KULIAH ADALAH IBADAH
Oleh: Abdurrauf
A. Pengantar
Manusia
adalah makhluk Allah swt yang diberikan kelebihan tersendiri dibandingkan
dengan makhluk lainnya. Ia dicipta dengan sebaik-baik penciptaan, kemudian
diberikan karunia berupa kesempurnaan akal untuk berfikir dan mengingat apa-apa
yang ia pelajari, alami, dan lakukan. Tentang penciptaan dan kelebihan tersebut,
Allah swt menegaskan dalam al-Qur’an:
لَقَدْ خَلَقْنَا
الْإِنسَانَ فِي أَحْسَنِ تَقْوِيمٍ
“Sesungguhnya Kami telah
ciptakan manusia dalam bentuk yang sebaik-baiknya.” [Q.S. al-Tin: 4].

..........

▸ DAFTAR TUGAS
**a.** Tolong tuliskan kembali bagian tulisan tentang kuliah sebagai ibadah di atas, antara "KULIAH ADALAH IBADAH" dan "[Q.S. al-Tin: 4].", termasuk kedua bagian itu.
**b.** Lanjutkan tulisan tentang kuliah sebagai ibadah di atas, dimulai setelah kalimat terakhir yang tercantum.

..........

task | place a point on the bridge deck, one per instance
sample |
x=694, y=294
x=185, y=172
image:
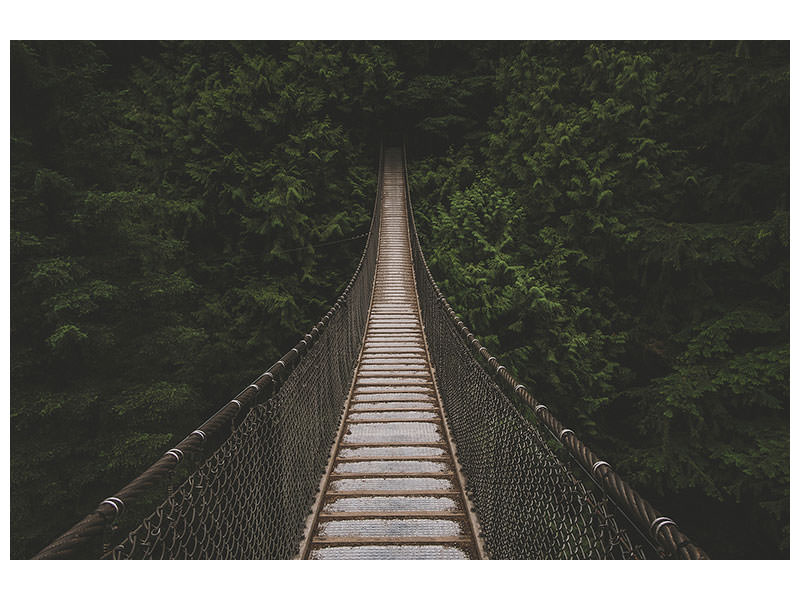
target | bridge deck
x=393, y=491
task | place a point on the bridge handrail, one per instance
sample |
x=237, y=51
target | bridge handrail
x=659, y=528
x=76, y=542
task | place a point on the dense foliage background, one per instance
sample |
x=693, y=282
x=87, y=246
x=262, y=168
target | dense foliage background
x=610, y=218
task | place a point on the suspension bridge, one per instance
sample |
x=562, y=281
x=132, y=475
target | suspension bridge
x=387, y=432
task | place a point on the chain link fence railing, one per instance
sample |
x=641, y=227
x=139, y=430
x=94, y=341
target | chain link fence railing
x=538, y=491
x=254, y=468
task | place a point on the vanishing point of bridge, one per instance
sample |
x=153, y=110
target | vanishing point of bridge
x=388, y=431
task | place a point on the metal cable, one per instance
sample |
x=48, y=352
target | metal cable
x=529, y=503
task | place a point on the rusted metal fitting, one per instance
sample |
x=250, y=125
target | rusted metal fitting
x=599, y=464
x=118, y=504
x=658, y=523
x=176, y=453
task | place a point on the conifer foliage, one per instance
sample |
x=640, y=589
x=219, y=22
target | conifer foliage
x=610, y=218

..........

▸ HASIL TIAP TUGAS
**a.**
KULIAH ADALAH IBADAH
Oleh: Abdurrauf
A. Pengantar
Manusia
adalah makhluk Allah swt yang diberikan kelebihan tersendiri dibandingkan
dengan makhluk lainnya. Ia dicipta dengan sebaik-baik penciptaan, kemudian
diberikan karunia berupa kesempurnaan akal untuk berfikir dan mengingat apa-apa
yang ia pelajari, alami, dan lakukan. Tentang penciptaan dan kelebihan tersebut,
Allah swt menegaskan dalam al-Qur’an:
لَقَدْ خَلَقْنَا
الْإِنسَانَ فِي أَحْسَنِ تَقْوِيمٍ
“Sesungguhnya Kami telah
ciptakan manusia dalam bentuk yang sebaik-baiknya.” [Q.S. al-Tin: 4].

**b.**
وَلَقَدْ
كَرَّمْنَا بَنِي آدَمَ وَحَمَلْنَاهُمْ فِي الْبَرِّ وَالْبَحْرِ وَرَزَقْنَاهُم
مِّنَ الطَّيِّبَاتِ وَفَضَّلْنَاهُمْ عَلَىٰ كَثِيرٍ مِّمَّنْ خَلَقْنَا
تَفْضِيلًا
“Dan sesungguhnya kami
telah muliakan anak-anak Adam, Kami angkut mereka di daratan dan di lautan,
Kami beri mereka rezeki dari yang baik-baik, dan Kami lebihkan mereka dengan
kelebihan yang sempurna atas kebanyakan makhluk yang Kami ciptakan.” [QS. al-Isra:
70]
Nurcholis Madjid
mencatat bahwa manusia merupakan makhluk ciptaan Allah yang mengagumkan dan
penuh misteri. Dia tersusun dari perpaduan dua unsur; yaitu segenggam tanah
bumi, dan ruh Allah. Maka siapa yang hanya mengenal aspek tanahnya dan
melalaikan aspek tiupan ruh Allah, maka dia tidak akan mengenal lebih jauh
hakikat manusia.[1]
Oleh karena
itu, kita harus menyadari eksistensi dan tujuan penciptaan diri kita di muka
bumi ini, memahami risalah hidup kita selaku pengemban amanah Allah, melalui
arahan dan bimbingan yang berkesinambungan agar kehidupan ini menjadi lebih
berarti dan bermakna.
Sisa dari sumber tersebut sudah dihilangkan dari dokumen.